## begin Entries provided

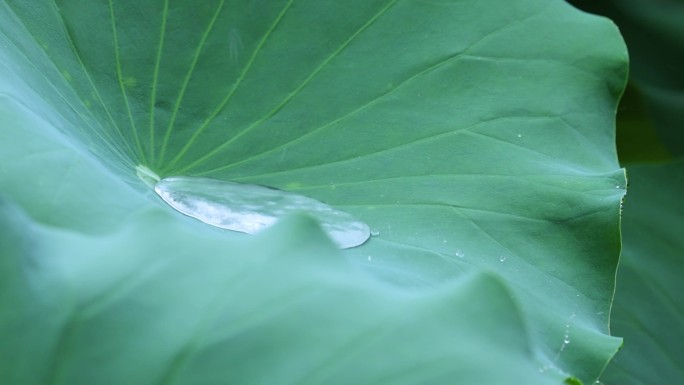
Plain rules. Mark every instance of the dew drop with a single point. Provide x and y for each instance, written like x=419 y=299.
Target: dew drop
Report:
x=250 y=208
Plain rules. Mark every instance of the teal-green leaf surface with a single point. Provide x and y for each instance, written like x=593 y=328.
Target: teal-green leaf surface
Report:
x=475 y=138
x=649 y=309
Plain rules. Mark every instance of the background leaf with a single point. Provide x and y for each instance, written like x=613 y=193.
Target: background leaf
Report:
x=648 y=309
x=470 y=138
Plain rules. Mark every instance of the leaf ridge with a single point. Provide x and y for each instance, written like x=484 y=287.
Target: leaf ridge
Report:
x=119 y=75
x=235 y=86
x=294 y=93
x=186 y=80
x=155 y=75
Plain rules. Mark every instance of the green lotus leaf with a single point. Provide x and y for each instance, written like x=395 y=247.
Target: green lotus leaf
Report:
x=474 y=138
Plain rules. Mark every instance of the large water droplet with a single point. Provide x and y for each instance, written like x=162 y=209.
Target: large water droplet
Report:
x=250 y=208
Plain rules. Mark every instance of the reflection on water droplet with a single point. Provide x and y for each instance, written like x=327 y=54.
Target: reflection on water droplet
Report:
x=251 y=208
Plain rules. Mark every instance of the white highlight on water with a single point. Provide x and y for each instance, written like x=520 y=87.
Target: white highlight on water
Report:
x=250 y=208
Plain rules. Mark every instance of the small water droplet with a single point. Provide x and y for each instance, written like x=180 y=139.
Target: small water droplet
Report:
x=250 y=208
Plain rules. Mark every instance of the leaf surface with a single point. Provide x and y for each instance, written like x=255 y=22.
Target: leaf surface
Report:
x=648 y=309
x=468 y=135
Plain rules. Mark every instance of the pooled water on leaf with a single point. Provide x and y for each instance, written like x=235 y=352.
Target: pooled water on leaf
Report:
x=250 y=208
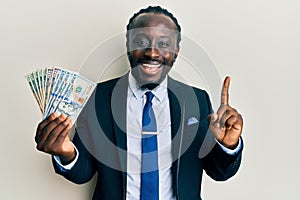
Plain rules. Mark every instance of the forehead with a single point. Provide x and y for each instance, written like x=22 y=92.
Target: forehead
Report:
x=153 y=25
x=153 y=20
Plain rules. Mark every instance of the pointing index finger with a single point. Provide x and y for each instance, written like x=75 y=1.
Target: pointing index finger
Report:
x=225 y=93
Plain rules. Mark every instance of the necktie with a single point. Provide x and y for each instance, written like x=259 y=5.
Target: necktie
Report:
x=149 y=175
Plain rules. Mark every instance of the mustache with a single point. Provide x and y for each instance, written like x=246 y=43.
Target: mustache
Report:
x=143 y=60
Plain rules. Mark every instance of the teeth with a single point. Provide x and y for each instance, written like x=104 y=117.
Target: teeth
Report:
x=151 y=66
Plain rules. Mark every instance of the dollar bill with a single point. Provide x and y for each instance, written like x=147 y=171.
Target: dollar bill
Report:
x=76 y=96
x=59 y=90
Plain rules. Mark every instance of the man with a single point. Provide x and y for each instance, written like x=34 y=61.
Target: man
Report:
x=111 y=135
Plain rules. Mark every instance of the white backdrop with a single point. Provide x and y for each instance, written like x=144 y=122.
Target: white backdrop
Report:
x=256 y=42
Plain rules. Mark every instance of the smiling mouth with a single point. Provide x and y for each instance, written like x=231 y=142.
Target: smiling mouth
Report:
x=151 y=67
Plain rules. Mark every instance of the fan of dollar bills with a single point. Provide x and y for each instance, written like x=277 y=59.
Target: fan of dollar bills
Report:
x=59 y=90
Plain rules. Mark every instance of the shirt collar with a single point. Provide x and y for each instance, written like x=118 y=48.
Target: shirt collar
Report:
x=159 y=92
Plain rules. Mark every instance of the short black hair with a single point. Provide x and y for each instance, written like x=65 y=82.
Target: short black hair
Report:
x=157 y=10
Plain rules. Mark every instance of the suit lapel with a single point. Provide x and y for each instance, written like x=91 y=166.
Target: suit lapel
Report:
x=177 y=109
x=119 y=111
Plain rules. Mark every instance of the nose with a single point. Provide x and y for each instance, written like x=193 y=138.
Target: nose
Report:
x=151 y=53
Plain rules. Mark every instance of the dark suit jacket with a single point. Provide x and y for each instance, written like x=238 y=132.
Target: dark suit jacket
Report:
x=101 y=142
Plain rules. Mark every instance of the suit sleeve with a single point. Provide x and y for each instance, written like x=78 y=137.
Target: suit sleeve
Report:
x=219 y=165
x=84 y=168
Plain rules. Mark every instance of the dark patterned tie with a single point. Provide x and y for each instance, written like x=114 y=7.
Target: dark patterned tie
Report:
x=149 y=175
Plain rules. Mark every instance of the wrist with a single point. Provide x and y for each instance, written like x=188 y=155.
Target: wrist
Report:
x=68 y=158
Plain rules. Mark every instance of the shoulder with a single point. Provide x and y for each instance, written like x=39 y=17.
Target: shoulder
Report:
x=200 y=93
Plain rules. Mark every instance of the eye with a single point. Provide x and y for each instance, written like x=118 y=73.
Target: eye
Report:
x=142 y=43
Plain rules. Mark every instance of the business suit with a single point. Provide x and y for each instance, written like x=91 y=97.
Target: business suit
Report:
x=104 y=131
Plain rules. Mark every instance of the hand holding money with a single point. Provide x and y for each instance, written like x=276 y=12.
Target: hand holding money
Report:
x=61 y=95
x=52 y=137
x=60 y=91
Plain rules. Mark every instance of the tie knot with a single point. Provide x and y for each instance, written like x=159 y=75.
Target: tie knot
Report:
x=150 y=96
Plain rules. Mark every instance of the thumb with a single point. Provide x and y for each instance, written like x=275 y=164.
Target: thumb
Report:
x=213 y=117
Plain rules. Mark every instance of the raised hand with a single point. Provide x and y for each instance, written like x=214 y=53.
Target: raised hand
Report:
x=227 y=123
x=52 y=137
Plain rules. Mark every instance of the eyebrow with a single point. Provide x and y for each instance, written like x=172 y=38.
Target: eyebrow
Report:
x=142 y=34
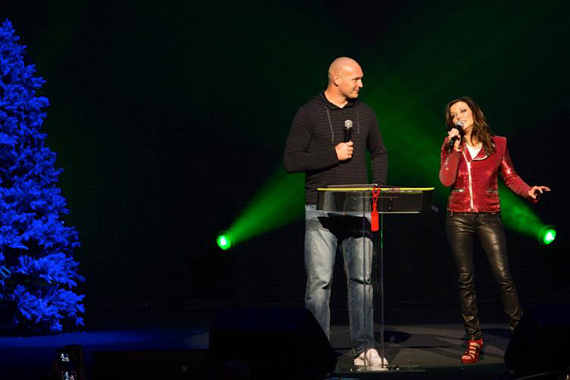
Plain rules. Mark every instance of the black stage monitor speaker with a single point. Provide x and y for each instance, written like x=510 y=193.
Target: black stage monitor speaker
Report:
x=277 y=343
x=151 y=365
x=540 y=342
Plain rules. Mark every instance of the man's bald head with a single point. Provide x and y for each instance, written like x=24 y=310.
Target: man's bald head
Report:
x=341 y=65
x=345 y=79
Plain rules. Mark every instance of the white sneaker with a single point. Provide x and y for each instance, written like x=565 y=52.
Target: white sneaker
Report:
x=370 y=358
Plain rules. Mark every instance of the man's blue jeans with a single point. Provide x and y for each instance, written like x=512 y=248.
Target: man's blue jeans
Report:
x=323 y=232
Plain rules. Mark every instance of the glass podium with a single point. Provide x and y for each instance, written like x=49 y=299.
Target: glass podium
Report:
x=371 y=202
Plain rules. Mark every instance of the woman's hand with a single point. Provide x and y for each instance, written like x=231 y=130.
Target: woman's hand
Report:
x=536 y=191
x=455 y=133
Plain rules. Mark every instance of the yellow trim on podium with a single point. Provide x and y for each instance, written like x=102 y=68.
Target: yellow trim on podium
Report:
x=388 y=189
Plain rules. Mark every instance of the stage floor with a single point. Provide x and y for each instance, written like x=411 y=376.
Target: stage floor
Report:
x=414 y=351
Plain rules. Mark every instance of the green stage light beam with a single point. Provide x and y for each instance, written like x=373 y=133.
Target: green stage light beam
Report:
x=278 y=203
x=410 y=97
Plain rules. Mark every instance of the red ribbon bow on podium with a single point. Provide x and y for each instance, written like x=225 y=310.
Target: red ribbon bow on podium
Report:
x=375 y=225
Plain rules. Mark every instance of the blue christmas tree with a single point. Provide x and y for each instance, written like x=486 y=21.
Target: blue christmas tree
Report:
x=37 y=270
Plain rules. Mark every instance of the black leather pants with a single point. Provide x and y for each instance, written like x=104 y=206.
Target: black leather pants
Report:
x=461 y=228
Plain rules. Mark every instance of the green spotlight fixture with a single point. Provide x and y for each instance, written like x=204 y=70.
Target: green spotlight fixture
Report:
x=547 y=235
x=224 y=241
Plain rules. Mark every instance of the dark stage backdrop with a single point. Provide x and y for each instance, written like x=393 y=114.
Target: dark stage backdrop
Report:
x=169 y=116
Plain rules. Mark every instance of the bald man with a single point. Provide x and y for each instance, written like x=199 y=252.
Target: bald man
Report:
x=316 y=147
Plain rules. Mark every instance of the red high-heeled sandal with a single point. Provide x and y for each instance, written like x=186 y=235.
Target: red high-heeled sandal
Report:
x=471 y=354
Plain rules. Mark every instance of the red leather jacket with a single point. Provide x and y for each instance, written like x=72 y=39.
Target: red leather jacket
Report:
x=474 y=181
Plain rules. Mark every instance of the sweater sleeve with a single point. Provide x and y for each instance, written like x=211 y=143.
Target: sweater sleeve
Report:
x=297 y=157
x=449 y=164
x=511 y=178
x=378 y=155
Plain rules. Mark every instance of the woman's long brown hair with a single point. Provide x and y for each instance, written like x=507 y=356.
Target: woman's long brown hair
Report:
x=481 y=131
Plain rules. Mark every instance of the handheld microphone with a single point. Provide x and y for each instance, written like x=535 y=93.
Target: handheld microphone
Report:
x=347 y=130
x=459 y=127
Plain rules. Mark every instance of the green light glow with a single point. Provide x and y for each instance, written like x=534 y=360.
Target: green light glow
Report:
x=278 y=203
x=547 y=235
x=408 y=80
x=225 y=241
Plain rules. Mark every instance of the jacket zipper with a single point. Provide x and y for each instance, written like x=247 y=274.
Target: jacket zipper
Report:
x=470 y=182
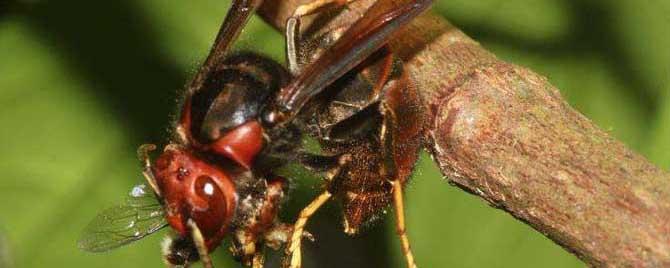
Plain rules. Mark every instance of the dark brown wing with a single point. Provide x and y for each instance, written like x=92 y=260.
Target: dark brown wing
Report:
x=140 y=215
x=239 y=13
x=364 y=37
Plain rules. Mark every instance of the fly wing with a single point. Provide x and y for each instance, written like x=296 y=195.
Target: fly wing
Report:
x=140 y=215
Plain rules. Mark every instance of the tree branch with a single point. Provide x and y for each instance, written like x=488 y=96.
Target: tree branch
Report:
x=504 y=133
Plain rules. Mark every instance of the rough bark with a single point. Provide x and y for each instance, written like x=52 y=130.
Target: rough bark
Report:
x=504 y=133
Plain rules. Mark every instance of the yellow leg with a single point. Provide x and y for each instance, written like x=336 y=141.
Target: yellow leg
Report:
x=400 y=224
x=293 y=250
x=258 y=260
x=199 y=242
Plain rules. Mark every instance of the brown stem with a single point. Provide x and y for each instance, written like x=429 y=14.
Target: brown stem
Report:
x=502 y=132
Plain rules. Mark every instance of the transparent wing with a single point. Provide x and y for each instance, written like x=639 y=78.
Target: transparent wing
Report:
x=140 y=215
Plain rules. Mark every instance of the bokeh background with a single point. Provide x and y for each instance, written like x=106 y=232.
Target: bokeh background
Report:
x=83 y=83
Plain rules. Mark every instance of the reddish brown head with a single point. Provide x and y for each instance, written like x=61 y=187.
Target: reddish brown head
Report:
x=194 y=189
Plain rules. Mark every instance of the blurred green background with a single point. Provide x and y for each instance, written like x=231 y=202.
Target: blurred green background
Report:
x=83 y=83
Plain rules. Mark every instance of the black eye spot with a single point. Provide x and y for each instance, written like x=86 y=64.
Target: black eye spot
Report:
x=182 y=173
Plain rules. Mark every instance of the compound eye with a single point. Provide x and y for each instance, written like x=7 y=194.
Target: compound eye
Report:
x=212 y=213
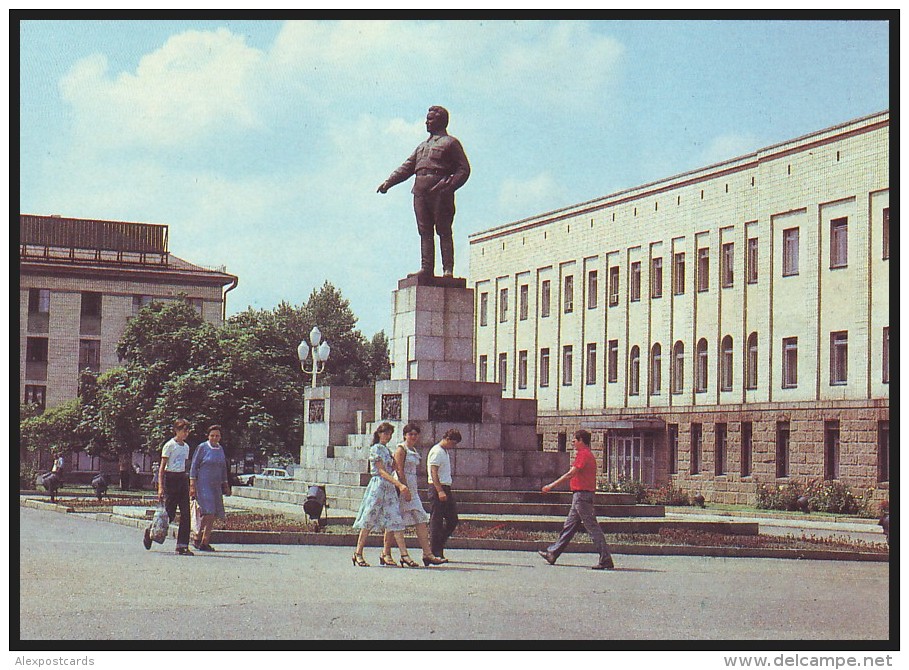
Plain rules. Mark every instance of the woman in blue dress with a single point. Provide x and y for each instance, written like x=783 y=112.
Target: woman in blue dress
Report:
x=208 y=483
x=380 y=509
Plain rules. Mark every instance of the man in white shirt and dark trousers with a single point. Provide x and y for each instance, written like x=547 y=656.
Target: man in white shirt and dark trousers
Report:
x=173 y=485
x=443 y=515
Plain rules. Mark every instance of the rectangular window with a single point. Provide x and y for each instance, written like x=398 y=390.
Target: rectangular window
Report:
x=883 y=451
x=831 y=450
x=634 y=283
x=569 y=294
x=751 y=261
x=703 y=269
x=672 y=441
x=839 y=357
x=886 y=234
x=885 y=355
x=39 y=301
x=782 y=448
x=656 y=370
x=90 y=355
x=614 y=286
x=751 y=370
x=591 y=371
x=747 y=448
x=38 y=310
x=522 y=369
x=719 y=461
x=613 y=364
x=36 y=358
x=696 y=438
x=567 y=354
x=36 y=395
x=544 y=367
x=728 y=264
x=839 y=243
x=700 y=373
x=140 y=301
x=790 y=252
x=656 y=278
x=592 y=289
x=678 y=273
x=90 y=317
x=790 y=362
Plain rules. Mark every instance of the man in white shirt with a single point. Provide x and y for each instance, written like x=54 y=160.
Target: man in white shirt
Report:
x=443 y=515
x=173 y=485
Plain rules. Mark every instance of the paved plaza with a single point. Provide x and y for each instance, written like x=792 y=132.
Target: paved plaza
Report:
x=84 y=579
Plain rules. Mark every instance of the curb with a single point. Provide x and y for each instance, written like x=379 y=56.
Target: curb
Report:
x=350 y=540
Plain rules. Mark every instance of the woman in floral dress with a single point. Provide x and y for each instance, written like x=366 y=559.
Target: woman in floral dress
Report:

## end Entries provided

Please rewrite the listing from the line with "Plain rules. Mark every instance of the man's blue" to the line with "x=388 y=189", replacing "podium" with "lectern" and leaving everything else unchanged.

## Result of the task
Plain rules. Mark every instance of the man's blue jeans with a single point. Provide x and y for each instance, written like x=512 y=248.
Target: man's blue jeans
Report:
x=323 y=232
Plain rules. Mark every instance of the glass lectern with a single point. Provide x and y for each instance, written like x=49 y=299.
Target: glass lectern
Report:
x=371 y=202
Plain rules. Mark every instance of the woman's hand with a single point. Provide x and y for each instance, written like x=231 y=130.
Target: woman's hand
Report:
x=536 y=191
x=455 y=133
Plain rules. Mark every instance of the yellow trim on lectern with a single point. Provide x and y for each instance, written like x=102 y=68.
Target: yellow trim on lectern
Report:
x=388 y=189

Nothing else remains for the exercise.